§ **Work to be completed**
Write out the data below line for line, leaving out the pictures.

§ **Supplied material**
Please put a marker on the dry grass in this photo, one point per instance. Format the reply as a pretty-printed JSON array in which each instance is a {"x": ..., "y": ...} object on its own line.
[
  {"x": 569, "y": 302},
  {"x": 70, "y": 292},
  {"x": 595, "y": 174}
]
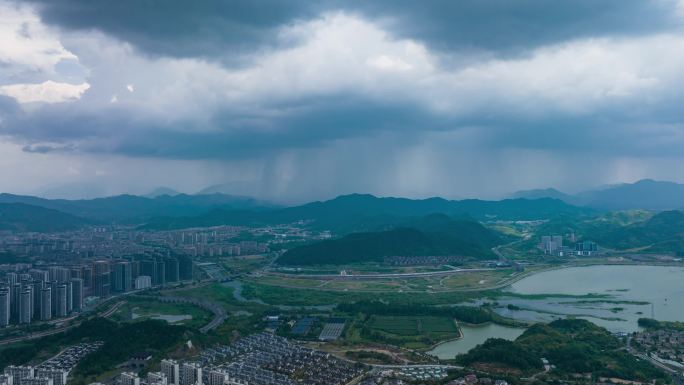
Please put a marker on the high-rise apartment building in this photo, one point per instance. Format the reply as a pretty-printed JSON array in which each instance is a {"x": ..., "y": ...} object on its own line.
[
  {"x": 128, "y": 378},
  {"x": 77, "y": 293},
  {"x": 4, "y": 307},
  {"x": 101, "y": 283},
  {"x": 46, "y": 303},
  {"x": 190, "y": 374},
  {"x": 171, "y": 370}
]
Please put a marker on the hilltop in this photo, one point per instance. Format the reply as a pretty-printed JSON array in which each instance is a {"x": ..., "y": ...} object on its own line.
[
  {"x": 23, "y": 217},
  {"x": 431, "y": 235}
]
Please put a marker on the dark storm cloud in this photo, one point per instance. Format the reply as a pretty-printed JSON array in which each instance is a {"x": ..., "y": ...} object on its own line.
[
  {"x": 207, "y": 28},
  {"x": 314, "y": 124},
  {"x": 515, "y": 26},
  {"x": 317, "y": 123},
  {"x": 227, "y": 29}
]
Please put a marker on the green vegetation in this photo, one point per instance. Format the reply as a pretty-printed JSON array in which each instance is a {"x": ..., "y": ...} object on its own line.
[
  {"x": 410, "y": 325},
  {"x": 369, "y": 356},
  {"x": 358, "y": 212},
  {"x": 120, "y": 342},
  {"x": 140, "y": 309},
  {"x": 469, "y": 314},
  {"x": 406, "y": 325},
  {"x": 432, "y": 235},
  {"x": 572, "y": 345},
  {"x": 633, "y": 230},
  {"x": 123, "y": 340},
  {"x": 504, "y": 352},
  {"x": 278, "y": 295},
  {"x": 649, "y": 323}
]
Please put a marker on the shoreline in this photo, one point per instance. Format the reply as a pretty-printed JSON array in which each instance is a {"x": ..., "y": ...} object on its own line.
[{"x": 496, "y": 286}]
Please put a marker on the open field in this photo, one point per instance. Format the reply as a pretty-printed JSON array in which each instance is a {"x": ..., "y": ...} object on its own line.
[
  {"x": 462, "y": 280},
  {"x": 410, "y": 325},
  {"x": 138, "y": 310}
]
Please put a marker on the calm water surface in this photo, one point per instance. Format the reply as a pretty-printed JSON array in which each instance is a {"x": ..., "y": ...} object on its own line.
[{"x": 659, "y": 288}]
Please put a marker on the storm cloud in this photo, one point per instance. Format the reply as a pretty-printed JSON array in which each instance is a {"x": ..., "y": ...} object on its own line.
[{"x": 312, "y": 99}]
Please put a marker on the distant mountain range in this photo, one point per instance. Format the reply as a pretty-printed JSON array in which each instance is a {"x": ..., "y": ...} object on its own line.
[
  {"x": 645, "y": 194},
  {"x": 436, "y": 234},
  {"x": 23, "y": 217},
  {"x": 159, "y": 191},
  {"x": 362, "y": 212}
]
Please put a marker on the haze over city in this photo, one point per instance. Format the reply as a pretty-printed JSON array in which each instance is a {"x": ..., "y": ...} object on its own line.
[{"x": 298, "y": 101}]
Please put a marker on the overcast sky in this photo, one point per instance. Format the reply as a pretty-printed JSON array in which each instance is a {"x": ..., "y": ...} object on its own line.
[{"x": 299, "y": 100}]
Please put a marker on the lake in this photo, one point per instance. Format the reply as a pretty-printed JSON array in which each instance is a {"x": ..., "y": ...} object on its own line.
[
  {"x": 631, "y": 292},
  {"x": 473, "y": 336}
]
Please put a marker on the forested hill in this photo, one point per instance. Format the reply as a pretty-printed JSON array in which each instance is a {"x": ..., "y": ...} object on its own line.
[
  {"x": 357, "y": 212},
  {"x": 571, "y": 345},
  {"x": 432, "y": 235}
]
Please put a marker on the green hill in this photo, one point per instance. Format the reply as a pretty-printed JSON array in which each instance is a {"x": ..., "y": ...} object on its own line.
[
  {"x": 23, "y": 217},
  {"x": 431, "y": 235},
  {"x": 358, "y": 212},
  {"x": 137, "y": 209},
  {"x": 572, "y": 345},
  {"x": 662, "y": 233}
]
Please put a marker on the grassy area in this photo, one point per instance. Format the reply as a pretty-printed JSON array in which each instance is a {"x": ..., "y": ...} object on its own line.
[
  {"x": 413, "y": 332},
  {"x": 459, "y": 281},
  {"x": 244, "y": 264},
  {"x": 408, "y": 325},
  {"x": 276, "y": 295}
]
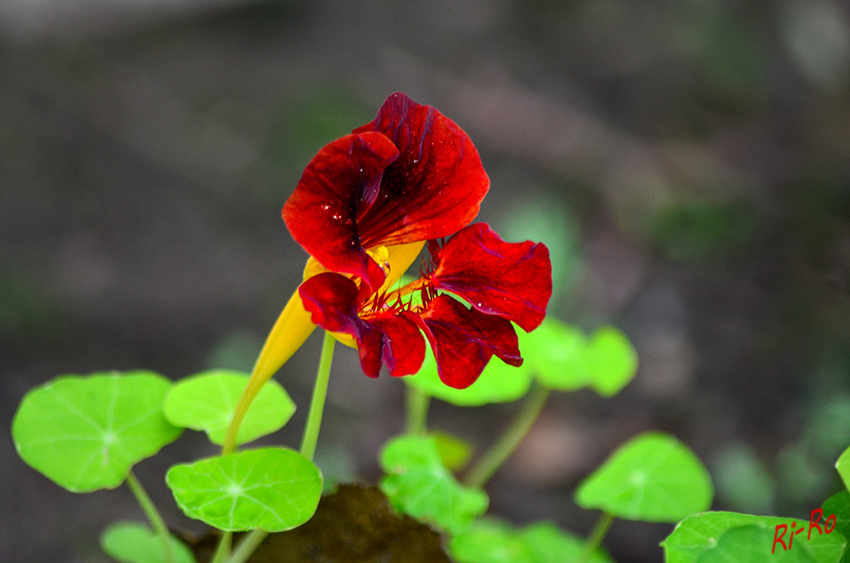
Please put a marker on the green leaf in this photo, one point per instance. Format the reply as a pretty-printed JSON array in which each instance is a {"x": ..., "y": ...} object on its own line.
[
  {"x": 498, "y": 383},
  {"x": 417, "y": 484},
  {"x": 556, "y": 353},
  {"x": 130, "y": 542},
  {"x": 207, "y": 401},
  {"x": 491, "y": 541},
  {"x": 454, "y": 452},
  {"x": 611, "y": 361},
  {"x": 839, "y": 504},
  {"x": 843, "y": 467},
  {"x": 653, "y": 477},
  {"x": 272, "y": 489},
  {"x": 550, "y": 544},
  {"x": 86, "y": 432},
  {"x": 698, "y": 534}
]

§ **Written response**
Please put a marker on the dry grass in this photo, one point per instance. Format the reply as a pretty-printed JSON array in which each instance is a {"x": ..., "y": ...} object on its own line.
[
  {"x": 569, "y": 302},
  {"x": 70, "y": 292},
  {"x": 595, "y": 174}
]
Please put a marker on the high-rise apartment building in this photo, one point per instance. Format the reply as a pretty-printed JSON array in which each instance is a {"x": ..., "y": ...} object on its own line.
[
  {"x": 128, "y": 378},
  {"x": 77, "y": 293},
  {"x": 4, "y": 307},
  {"x": 101, "y": 283},
  {"x": 46, "y": 303},
  {"x": 190, "y": 374},
  {"x": 171, "y": 370}
]
Please put a marker on the hilltop in this photo, one point per instance. Format the reply as a pretty-printed JSON array in which each instance is a {"x": ..., "y": ...} object on its own line.
[
  {"x": 23, "y": 217},
  {"x": 431, "y": 235}
]
Please put a marker on the dark storm cloud in this photo, one point per instance. Format the reply as a pretty-printed JSON array in which each instance is a {"x": ..., "y": ...} object on its own line.
[
  {"x": 207, "y": 28},
  {"x": 314, "y": 124},
  {"x": 515, "y": 26},
  {"x": 317, "y": 123},
  {"x": 227, "y": 29}
]
Please put a marker on the green vegetation in this photo, one point per instance. Format the reply as a pretty-printed JSON array in which each instance is a {"x": ..., "y": ...} object on its own line.
[
  {"x": 410, "y": 325},
  {"x": 369, "y": 356},
  {"x": 358, "y": 212},
  {"x": 120, "y": 342},
  {"x": 140, "y": 309},
  {"x": 469, "y": 314},
  {"x": 406, "y": 325},
  {"x": 432, "y": 235},
  {"x": 572, "y": 345},
  {"x": 633, "y": 230},
  {"x": 123, "y": 340},
  {"x": 504, "y": 352},
  {"x": 278, "y": 295},
  {"x": 649, "y": 323}
]
Please put a marker on the shoreline in this photo, one point per instance. Format the reply as a pretty-printed JSON array in which each instance is a {"x": ..., "y": ...} object on its own line.
[{"x": 496, "y": 286}]
Please put a marker on the open field in this photo, one point per instance. Format the reply as a pretty-printed JSON array in which each instance is a {"x": ..., "y": ...} object on its own line.
[
  {"x": 462, "y": 280},
  {"x": 410, "y": 325},
  {"x": 138, "y": 310}
]
Please put a marker on the calm water surface in this photo, one point per instance. Format the reply as a pretty-printed JSON array in which each instance is a {"x": ..., "y": ...} object on its own line.
[{"x": 659, "y": 288}]
Please put a marker on the storm cloud in this photo, one point per instance. Format the reply as a pretty-printed JSON array in which each instance is a {"x": ..., "y": ...} object on its own line.
[{"x": 312, "y": 99}]
Please put a marker on the distant mountain range in this photo, one point per instance. Format the reply as a pretty-printed JSON array in which each instance is a {"x": ..., "y": ...} object on its own line.
[
  {"x": 645, "y": 194},
  {"x": 436, "y": 234},
  {"x": 23, "y": 217},
  {"x": 159, "y": 191},
  {"x": 362, "y": 212}
]
Please put a marker on the haze over city in this photo, one point per instance. Format the reply as a pretty-printed JSON array in which each instance is a {"x": ..., "y": ...} object on its own line.
[{"x": 298, "y": 101}]
Please put a marker on the overcast sky in this photo, one point per instance. Format the reply as a pretty-printed JSON array in which each instance is a {"x": ..., "y": ...} object on its own line.
[{"x": 299, "y": 100}]
Please put a marker on the lake in this photo, one point per instance. Format the reply as a pretty-printed JSON array in which each instance is a {"x": ..., "y": ...} object on its own line.
[
  {"x": 631, "y": 292},
  {"x": 473, "y": 336}
]
Please put a marker on the forested hill in this photo, one point per instance. Format the reply as a pretty-printed JSON array in which each instance is a {"x": ..., "y": ...} object on its own line.
[
  {"x": 357, "y": 212},
  {"x": 571, "y": 345},
  {"x": 432, "y": 235}
]
Please put a marker on the green hill in this photo, one point per instance. Format the reply as a pretty-printed JSON array in which each instance is a {"x": ..., "y": ...} object on its own line.
[
  {"x": 23, "y": 217},
  {"x": 431, "y": 235},
  {"x": 358, "y": 212},
  {"x": 137, "y": 209},
  {"x": 572, "y": 345},
  {"x": 662, "y": 233}
]
Please put a marker on the grassy area in this photo, one point per instance. Format the reply as a pretty-printed JSON array in which each instance is a {"x": ..., "y": ...} object on its own line.
[
  {"x": 413, "y": 332},
  {"x": 459, "y": 281},
  {"x": 244, "y": 264},
  {"x": 408, "y": 325},
  {"x": 276, "y": 295}
]
Please put a marker on the green leaf in this photo, one point per instance. Format the reply as a pretty-printed JSON array in which each instance is a {"x": ..., "y": ...} object on its own line.
[
  {"x": 498, "y": 383},
  {"x": 417, "y": 484},
  {"x": 556, "y": 353},
  {"x": 130, "y": 542},
  {"x": 207, "y": 401},
  {"x": 491, "y": 541},
  {"x": 454, "y": 452},
  {"x": 611, "y": 361},
  {"x": 839, "y": 504},
  {"x": 843, "y": 467},
  {"x": 653, "y": 477},
  {"x": 272, "y": 489},
  {"x": 550, "y": 544},
  {"x": 86, "y": 432},
  {"x": 698, "y": 534}
]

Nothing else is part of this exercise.